• [待办任务]:
[a] 这篇监控说明里，jp-2 上的 Grafana 对应哪个域名？
[b] 对照这篇监控说明，判断下面每句话是否相符，答“是”或“否”，并引出原文中起决定作用的字句：(i) cls1-gateway 上的 blackbox-exporter 监听 9115 端口；(ii) cls1-gateway 上的 prometheus-merged 服务处于启用状态；(iii) node-exporter 容器的重启策略设为 always。
[c] 请从这篇监控说明最后一行之后接着写下去。
----- 原文 -----
跳转至

监控

运行与展示链路

flowchart LR
  classDef exporter fill:#eef6ff,stroke:#3b82f6,stroke-width:1.2px,color:#1e3a8a;
  classDef prom fill:#ecfdf5,stroke:#10b981,stroke-width:1.2px,color:#065f46;
  classDef graf fill:#fff7ed,stroke:#f97316,stroke-width:1.2px,color:#9a3412;
  classDef target fill:#fefce8,stroke:#ca8a04,stroke-width:1.2px,color:#713f12;
  classDef note fill:#f8fafc,stroke:#94a3b8,stroke-dasharray:4 3,color:#334155;

  %% jp-2
  subgraph JP2["jp-2"]
    JP2Prom["Prometheus :9090"]:::prom
    JP2Graf["Grafana<br/>monitor.tiankaima.dev"]:::graf

    JP2Tailscale["tailscale (100.100.100.100)<br/>"]:::exporter --> JP2Prom
    JP2Headscale["headscale :9095"]:::exporter --> JP2Prom
    JP2Caddy["caddy :2019"]:::exporter --> JP2Prom

    JP2Prom -->|metrics flow| JP2Graf
  end

  %% cluster machines
  subgraph CLUSTER["集群"]
    direction TB

    %% cls1-gateway
    subgraph GW["cls1-gateway"]
      GWProm["Prometheus :9090"]:::prom
      GWBB["blackbox-exporter :9115"]:::exporter
      GWGraf["Grafana"]:::graf
      GWMerged["prometheus-merged :9091<br/>datasource configured<br/>service disabled"]:::note

      GWTailscale["tailscale :60973<br/>(100.100.100.171)"]:::exporter --> GWProm
      GWCaddy["caddy :2019"]:::exporter --> GWProm
      GWCoderMissing["coder<br/>未观察到监听端口"]:::note

      GWProm -->|metrics flow| GWGraf
      GWMerged -. datasource .-> GWGraf

      GWNodeExp["node-exporter :9100"]:::exporter --> GWProm

      GWHttps["HTTPS 目标"]:::target --> GWBB
      GWPing["ICMP 目标"]:::target --> GWBB
      GWBB --> GWProm
    end

    subgraph GPU["GPU 节点"]
      direction TB
      GPUNodes["clsX-srvY"]:::note
      GPUNodeExp["node-exporter :9100"]:::exporter
      GPUDcgm["dcgm-exporter :9400"]:::exporter
      GPUProm["Prometheus :9090"]:::prom
      GPUNodes --> GPUNodeExp
      GPUNodes --> GPUDcgm
      GPUNodeExp --> GPUProm
      GPUDcgm --> GPUProm
    end
  end

  GPUNodeExp --> JP2Prom
  GPUDcgm --> JP2Prom

  GPUProm -->|metrics flow| GWGraf

配置文件

/srv/docker/monitor/docker-compose.yml
services:
  node-exporter:
    image: prom/node-exporter:latest
    container_name: monitor-node-exporter
    restart: always
    network_mode: host
    pid: "host"
----- 所给材料 -----
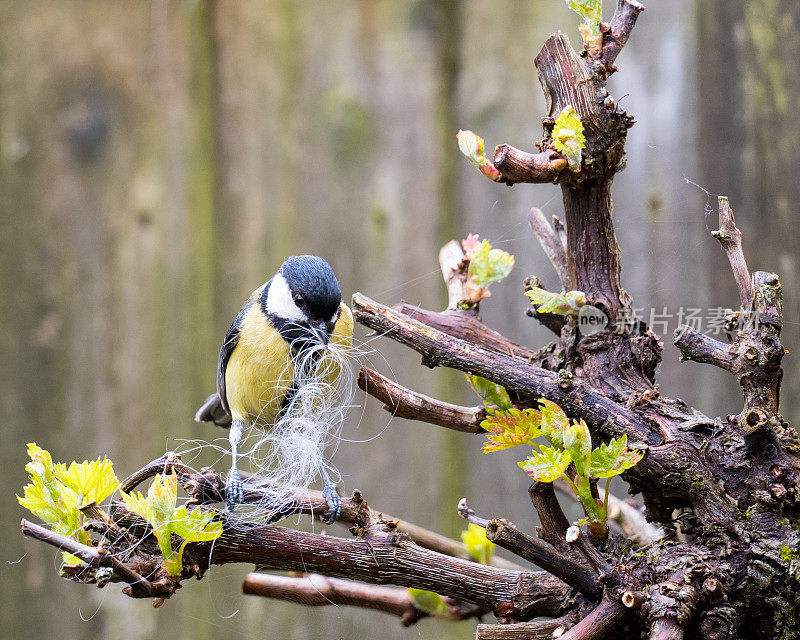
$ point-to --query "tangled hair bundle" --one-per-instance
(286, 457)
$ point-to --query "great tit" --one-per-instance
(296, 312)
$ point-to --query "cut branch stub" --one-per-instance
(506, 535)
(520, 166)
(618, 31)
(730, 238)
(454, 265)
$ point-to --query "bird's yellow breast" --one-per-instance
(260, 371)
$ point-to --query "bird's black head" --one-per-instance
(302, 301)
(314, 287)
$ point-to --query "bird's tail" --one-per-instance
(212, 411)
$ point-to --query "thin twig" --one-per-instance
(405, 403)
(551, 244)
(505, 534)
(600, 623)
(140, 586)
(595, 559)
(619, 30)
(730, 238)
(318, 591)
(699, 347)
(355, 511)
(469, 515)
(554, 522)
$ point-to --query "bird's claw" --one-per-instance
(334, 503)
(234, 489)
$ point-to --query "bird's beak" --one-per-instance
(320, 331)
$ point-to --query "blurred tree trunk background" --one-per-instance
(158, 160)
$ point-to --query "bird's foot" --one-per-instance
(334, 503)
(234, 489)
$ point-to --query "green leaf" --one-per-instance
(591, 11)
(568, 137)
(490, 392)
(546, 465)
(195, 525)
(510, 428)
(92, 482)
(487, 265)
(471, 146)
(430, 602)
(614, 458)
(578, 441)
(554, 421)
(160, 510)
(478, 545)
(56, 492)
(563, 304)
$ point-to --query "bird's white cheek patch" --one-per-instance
-----
----- 所给材料 -----
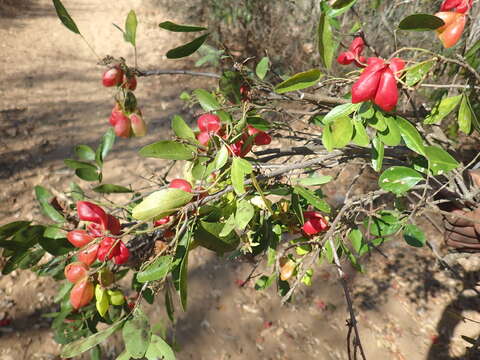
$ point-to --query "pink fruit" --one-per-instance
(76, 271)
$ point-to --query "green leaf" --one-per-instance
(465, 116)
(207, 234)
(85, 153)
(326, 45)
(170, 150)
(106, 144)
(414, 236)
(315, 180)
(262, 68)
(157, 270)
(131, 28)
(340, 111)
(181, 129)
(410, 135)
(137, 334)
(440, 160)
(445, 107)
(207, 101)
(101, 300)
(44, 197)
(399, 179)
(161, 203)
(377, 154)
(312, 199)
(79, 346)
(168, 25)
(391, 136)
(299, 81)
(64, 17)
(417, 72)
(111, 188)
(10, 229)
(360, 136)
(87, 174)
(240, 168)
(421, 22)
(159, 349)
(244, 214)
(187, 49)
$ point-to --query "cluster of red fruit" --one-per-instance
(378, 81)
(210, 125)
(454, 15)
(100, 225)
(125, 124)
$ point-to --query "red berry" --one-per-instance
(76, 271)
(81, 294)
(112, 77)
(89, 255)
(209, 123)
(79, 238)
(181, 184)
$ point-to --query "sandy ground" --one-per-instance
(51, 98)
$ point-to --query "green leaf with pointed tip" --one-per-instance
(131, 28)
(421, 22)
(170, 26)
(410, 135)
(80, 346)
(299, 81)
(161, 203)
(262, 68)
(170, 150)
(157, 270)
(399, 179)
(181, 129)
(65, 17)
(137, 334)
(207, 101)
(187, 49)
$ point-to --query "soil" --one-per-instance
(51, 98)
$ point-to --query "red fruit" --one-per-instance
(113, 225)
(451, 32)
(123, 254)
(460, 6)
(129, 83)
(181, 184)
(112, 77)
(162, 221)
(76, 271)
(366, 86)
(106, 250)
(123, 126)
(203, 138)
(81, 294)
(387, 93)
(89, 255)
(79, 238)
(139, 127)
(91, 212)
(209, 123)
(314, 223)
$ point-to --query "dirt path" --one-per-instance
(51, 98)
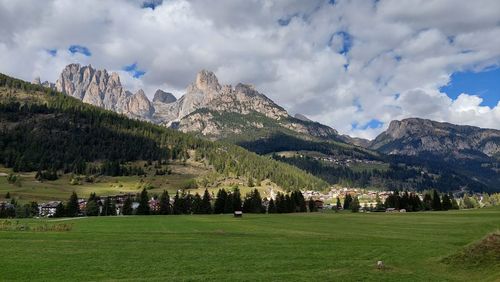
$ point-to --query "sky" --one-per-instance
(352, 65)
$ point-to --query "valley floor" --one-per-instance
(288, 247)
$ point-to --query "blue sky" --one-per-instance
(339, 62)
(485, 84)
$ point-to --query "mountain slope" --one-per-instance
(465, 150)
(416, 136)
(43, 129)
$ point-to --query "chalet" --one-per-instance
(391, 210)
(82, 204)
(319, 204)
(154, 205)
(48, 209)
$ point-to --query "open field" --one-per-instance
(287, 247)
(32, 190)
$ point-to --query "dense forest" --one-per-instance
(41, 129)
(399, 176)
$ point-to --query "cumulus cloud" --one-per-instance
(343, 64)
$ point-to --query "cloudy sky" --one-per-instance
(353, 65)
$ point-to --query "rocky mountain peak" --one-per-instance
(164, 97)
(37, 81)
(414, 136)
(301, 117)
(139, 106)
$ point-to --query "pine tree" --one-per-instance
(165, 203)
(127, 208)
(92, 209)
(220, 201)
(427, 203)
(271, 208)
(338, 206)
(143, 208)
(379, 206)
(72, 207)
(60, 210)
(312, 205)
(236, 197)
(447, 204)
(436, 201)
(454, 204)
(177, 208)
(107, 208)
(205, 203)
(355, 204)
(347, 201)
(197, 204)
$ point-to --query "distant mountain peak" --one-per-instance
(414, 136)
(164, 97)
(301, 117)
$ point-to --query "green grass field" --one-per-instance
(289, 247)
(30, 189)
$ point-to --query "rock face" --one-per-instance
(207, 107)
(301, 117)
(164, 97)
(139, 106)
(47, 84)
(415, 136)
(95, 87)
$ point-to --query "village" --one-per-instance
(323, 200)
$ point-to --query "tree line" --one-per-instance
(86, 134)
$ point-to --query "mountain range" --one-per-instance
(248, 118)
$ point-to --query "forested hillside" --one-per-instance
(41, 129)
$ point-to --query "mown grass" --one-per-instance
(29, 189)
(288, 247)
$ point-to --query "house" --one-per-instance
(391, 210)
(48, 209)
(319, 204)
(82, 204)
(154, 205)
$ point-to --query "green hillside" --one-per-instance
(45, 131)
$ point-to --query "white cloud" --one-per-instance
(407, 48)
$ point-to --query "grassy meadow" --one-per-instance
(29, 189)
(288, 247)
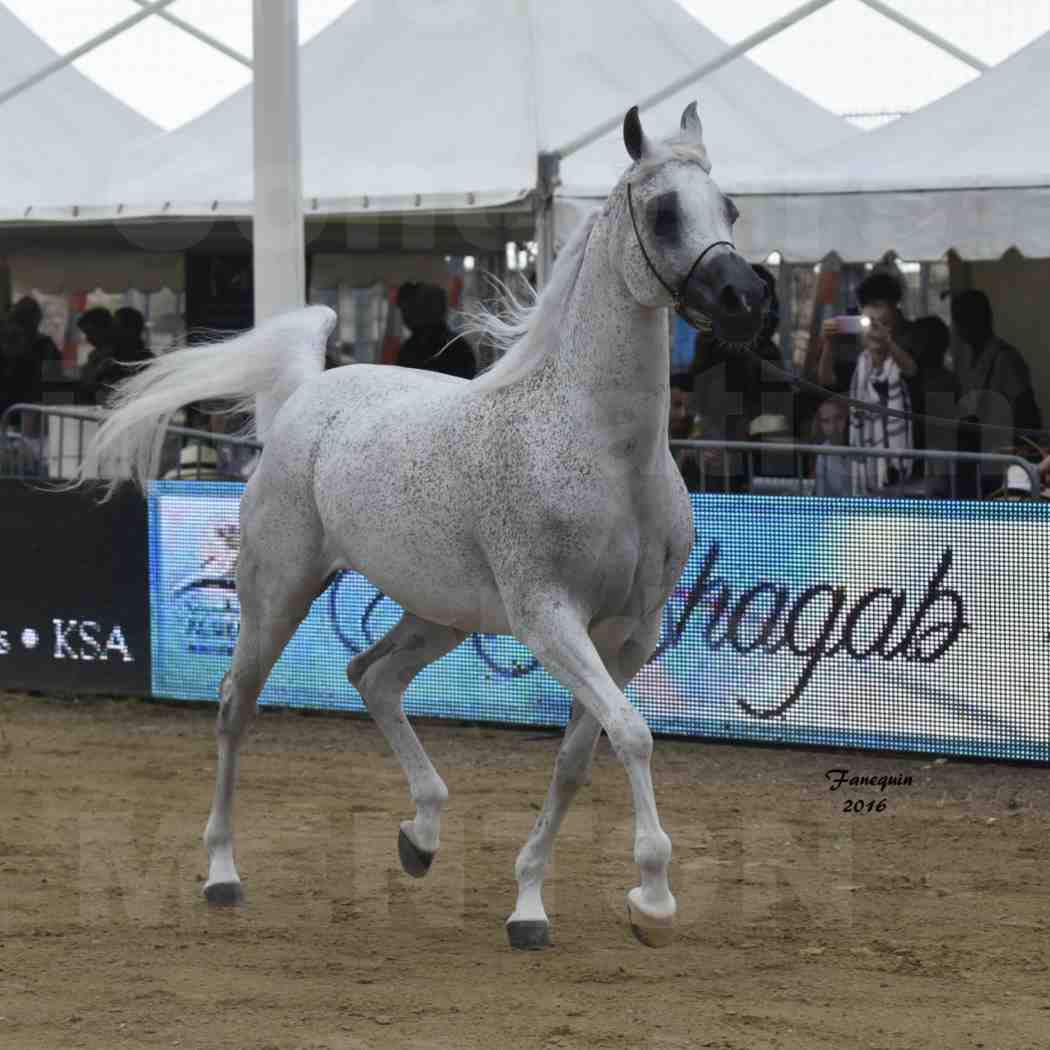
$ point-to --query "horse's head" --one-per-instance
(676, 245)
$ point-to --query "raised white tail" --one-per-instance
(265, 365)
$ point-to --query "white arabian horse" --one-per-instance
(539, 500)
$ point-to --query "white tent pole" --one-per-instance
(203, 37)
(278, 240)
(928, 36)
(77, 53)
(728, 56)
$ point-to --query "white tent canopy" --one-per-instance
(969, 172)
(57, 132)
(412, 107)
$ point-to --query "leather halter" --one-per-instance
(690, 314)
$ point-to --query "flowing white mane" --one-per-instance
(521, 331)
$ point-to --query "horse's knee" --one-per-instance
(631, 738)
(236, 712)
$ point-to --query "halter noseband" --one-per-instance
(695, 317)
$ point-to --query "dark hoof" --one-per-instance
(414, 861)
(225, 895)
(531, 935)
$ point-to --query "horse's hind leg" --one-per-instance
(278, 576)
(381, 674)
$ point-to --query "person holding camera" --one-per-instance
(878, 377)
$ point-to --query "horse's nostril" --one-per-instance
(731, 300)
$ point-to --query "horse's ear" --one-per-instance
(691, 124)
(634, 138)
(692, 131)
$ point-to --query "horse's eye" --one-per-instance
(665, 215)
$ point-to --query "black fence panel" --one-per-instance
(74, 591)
-----
• [参考答案]:
[a] monitor.tiankaima.dev

[b]
(i) 是，“blackbox-exporter :9115”
(ii) 否，“service disabled”
(iii) 是，“restart: always”

[c]
    volumes:
      - "/:/host:ro,rslave"
    command:
      - "--path.rootfs=/host"

  blackbox-exporter:
    image: prom/blackbox-exporter:latest
    container_name: monitor-blackbox-exporter
    restart: always
    network_mode: host
    privileged: true
    cap_add:
      - NET_RAW
    volumes:
      - /srv/docker/monitor/blackbox-exporter/conf/blackbox.yml:/etc/blackbox_exporter/blackbox.yml:ro
    command:
      - "--config.file=/etc/blackbox_exporter/blackbox.yml"

  # alertmanager:
  #   image: prom/alertmanager:latest
  #   container_name: monitor-alertmanager
  #   restart: always
  #   network_mode: host
  #   volumes:
  #     - /srv/docker/monitor/alertmanager/alertmanager.yml:/etc/alertmanager/alertmanager.yml:ro
  #   command:
  #     - "--config.file=/etc/alertmanager/alertmanager.yml"

  prometheus:
    image: prom/prometheus:latest
    container_name: monitor-prometheus
    restart: always
    network_mode: host
    volumes:
      - /srv/docker/monitor/prometheus/conf/prometheus.yml:/etc/prometheus/prometheus.yml:ro
      # - /srv/docker/monitor/prometheus/conf/alert_rules.yml:/etc/prometheus/alert_rules.yml:ro
      - /srv/docker/monitor/prometheus/data:/prometheus/data
    command:
      - "--config.file=/etc/prometheus/prometheus.yml"
      - "--web.enable-lifecycle"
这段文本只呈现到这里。